## [Written instruction 1]
How would you render this sentence from the property tax article below in Spanish: "They intend to levy the same millage rate this year as they did last year."

Homeowners. Your county and school tax bills are not going up this year.
While the wording in advertisements run in last week’s issue of the Ledger made it sound like homeowner tax bills will go up, that’s not true.
The wording was unfortunate but state regulations require that wording be used no matter how confusing it is. The fault for the misleading information lies not with the County Commission nor with the Board of Education. The fault lies squarely on the shoulders of state government.
In the advertisements, the required headline read, “Press release announcing a proposed property tax increase.”
In the first paragraph, it is stated that the Board of Commissioners and the Board of Education intend “to increase property taxes it will levy this year by 0.95 percent county wide over the rollback millage rate.”
The key wording in that statement is “over the ROLLBACK millage rate.”
Actually, the Board of Commissioners and the Board of Education intend to NOT “increase property taxes it will levy this year” over LAST YEAR’S millage rate.
They intend to levy the same millage rate this year as they did last year.
That means that homeowners’ tax bills this year will be the same as last year —— unless the value of their property increased in the last year.

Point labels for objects
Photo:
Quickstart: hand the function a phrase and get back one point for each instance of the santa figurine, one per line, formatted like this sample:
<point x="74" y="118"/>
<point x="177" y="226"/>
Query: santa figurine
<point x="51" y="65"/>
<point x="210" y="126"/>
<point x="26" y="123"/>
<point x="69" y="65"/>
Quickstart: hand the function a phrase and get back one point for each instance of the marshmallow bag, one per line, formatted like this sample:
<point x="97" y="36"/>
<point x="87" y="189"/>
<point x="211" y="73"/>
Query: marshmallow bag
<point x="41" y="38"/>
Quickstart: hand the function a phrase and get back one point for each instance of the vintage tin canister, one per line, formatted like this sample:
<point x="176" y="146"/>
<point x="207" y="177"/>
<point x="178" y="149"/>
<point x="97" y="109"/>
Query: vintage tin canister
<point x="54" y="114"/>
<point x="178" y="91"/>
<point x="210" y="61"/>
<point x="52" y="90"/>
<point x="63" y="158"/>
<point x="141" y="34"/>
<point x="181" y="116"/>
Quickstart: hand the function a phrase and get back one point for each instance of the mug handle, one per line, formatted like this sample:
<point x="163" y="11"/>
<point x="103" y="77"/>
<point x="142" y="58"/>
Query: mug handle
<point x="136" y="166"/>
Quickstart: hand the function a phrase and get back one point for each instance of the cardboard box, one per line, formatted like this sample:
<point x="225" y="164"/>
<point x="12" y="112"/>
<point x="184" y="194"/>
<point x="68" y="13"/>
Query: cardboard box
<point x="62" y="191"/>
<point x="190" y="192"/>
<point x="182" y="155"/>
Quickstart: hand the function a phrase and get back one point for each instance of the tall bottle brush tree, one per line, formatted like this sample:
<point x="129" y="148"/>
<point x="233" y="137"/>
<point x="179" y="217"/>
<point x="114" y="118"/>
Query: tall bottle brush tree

## [Written instruction 2]
Which lines of the listing above contain the string "marshmallow"? Return each of them in full.

## [Expected output 1]
Su intención es aplicar este año la misma tasa impositiva por mil que aplicaron el año pasado.

## [Expected output 2]
Quickstart: hand the function a phrase and get back one point for each instance of the marshmallow bag, one per line, formatted like this sample:
Query: marshmallow bag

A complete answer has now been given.